Work instructions >>
1. In the text on the Hawaiian surfing princes in Santa Cruz, which school were the princes attending while they spent time in the city?
2. Continue the text on the Hawaiian surfing princes in Santa Cruz from where it stops.
**** Source text
Geoffrey Dunn here at home in Santa Cruz
Dunn spent his childhood playing in the waters of the river mouth and has always felt a strong connection to the place. Like most of his peers who grew up on the Westside, Dunn spent a great deal of his time swimming and surfing. The river mouth was his favorite, and he and cousins would surf it on mats during the summer.
“The river mouth used to be an entirely different spot before the harbor was around,” Dunn said. “When big western swells came in during the summer, the wave could get really good and powerful. I’ve always been fascinated with the river mouth as a surf break and could imagine how good it used to get. Being familiar with the story of the princes’ surfing exploits there, I can understand why it caught their attention, as back then it would’ve resembled some of their home breaks on Oahu, such as Waikiki.”
Dunn’s personal connection to the river mouth and love for our city’s rich surfing history inspired his subsequent quest to unearth the details of the surfing princes once and for all. Dunn teamed with Stoner, his childhood friend and a devout advocate for the preservation of Santa Cruz’s surfing history who had similarly developed a fascination with the story of the princes, and began years of research.
The original boards on display in Santa Cruz
Rare documents and photographs were gathered from the Hawaiian Legacy Archive in Honolulu and the Bancroft Library at UC Berkeley. They also found previous mentions of the princes by former Sentinel historian Ernest Otto. In time, a clear picture of the princes’ visit to Santa Cruz, as well as the impact their “surfboard swimming” had on its residents, began to emerge.
As it turns out, the young princes had indeed spent time in Santa Cruz while attending St. Matthews Hall in San Mateo, a military school for boys. During their time off school, the princes, named David Kawananakoa, Edward Keliiahonui and Jonah Kuhio Kalaniana’ole, had stayed with Antoinette Swan, a native of Oahu and an adopted member of the royal family.
********
**** Listed entries
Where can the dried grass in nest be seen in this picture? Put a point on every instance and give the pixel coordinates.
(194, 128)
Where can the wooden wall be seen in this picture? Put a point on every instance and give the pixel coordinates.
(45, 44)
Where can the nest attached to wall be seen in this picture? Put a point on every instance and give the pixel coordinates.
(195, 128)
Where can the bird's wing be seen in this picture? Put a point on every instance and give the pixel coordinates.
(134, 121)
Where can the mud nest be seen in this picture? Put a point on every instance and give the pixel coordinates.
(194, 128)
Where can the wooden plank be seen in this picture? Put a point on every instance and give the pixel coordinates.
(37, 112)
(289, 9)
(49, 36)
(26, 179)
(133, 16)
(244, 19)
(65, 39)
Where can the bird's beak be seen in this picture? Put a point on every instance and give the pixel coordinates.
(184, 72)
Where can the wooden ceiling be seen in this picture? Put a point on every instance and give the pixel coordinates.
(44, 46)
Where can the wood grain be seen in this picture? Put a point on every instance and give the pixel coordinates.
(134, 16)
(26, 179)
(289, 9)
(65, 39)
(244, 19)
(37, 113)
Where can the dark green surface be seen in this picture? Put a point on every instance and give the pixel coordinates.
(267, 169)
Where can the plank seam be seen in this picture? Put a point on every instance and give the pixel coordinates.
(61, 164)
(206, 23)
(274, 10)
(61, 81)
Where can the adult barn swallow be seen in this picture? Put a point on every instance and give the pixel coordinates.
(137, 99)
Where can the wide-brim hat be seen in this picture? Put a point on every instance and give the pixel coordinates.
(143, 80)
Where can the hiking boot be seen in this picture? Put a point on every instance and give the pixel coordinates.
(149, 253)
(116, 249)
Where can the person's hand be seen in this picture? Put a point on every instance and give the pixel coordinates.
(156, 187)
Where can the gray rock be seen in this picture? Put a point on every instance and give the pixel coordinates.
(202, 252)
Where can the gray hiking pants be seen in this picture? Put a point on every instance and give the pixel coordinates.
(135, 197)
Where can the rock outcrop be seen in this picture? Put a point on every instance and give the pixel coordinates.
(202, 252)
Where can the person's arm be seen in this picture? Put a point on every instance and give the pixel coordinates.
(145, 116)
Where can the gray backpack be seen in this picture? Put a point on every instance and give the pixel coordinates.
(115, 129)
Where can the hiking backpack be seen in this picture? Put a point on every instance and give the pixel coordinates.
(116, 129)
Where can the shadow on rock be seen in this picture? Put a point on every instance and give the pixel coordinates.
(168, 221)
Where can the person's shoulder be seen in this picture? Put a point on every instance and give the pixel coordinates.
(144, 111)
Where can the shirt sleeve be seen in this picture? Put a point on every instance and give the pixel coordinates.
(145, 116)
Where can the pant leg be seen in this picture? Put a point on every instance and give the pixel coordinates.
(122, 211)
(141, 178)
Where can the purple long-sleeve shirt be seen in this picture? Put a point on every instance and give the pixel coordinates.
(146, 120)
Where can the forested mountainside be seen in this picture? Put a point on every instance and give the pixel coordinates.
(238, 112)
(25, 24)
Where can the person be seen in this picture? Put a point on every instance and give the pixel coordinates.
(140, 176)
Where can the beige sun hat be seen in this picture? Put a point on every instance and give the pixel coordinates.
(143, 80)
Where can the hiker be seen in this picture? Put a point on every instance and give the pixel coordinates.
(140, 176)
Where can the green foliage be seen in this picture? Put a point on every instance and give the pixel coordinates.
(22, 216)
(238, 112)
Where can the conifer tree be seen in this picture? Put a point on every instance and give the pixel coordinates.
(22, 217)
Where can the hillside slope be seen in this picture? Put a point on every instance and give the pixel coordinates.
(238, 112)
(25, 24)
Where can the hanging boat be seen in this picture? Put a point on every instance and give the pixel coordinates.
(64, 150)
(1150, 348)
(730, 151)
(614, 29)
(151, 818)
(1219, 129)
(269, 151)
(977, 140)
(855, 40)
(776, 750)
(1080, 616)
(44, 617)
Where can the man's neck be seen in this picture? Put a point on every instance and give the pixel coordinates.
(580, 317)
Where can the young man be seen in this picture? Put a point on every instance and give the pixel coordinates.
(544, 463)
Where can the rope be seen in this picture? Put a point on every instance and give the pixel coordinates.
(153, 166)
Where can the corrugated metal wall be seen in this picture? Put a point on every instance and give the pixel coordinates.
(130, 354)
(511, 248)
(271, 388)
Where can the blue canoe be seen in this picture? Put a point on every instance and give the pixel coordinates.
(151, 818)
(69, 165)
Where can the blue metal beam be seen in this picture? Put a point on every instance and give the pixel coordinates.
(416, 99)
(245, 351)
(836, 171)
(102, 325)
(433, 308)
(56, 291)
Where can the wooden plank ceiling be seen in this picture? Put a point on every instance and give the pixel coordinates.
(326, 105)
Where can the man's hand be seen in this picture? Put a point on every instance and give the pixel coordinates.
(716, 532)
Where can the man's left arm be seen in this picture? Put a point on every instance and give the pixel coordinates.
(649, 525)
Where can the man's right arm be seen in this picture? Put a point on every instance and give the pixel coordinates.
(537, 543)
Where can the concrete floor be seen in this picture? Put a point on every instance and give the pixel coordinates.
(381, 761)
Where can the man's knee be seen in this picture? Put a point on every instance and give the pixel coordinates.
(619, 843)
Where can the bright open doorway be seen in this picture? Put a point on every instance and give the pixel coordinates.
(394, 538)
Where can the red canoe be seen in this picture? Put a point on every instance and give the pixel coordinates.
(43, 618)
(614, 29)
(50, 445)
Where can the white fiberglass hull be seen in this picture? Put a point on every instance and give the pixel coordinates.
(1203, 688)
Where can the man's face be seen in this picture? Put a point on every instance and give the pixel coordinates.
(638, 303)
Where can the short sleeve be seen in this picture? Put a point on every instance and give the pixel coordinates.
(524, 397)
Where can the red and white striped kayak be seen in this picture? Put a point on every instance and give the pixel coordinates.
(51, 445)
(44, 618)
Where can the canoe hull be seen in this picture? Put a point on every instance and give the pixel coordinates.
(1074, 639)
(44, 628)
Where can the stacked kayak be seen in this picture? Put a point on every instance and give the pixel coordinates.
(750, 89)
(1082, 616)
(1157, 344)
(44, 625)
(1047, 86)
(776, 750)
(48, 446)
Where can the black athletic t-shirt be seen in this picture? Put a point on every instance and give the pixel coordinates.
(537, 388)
********
Activity answers >>
1. They were attending St. Matthews Hall in San Mateo, a military school for boys.

2.
Swan moved to Santa Cruz in the 1860s with her husband, Lyman. Her home served as a perfect summertime respite for the young men, who most likely were anxious to surf like they did back home on Oahu. It’s easy to see how inviting the waves peeling into the San Lorenzo river mouth on that hot and festive day in 1885 were for the young Hawaiians.
The report of the surfing exposition highlighted the amusement and joy that beachgoers experienced. Ten years later, another article mentions how local boys had taken to surfing the river mouth like the Hawaiian princes. This nugget of overlooked history shows how surfing caught on in Santa Cruz. The surfing spectacle must have had a profound effect on the generation of citizens who witnessed it, adding weight to our town’s claim to the title of the real “Surf City, USA.”
Kristen Zambucka, an artist and writer from Honolulu who is friends with the descendants of the royal family, came up with the idea to create a plaque to display somewhere in Santa Cruz. After collaborating with Zambucka on the design of the plaque, Dunn got financial support from the royal descendants of the Kawananakoa and Marignoli families. Bronze artist Sean Monaghan and Tom Ralston of Tom Ralston Concrete helped design and build the base, and additional funding came from the Santa Cruz Woodies Club and Friends of Parks and Recreation.
The plaque. Surfing means so much to this town. Here we honor those who came first
For Dunn, the plaque is a perfect way to celebrate the legacy of those who first brought surfing to America.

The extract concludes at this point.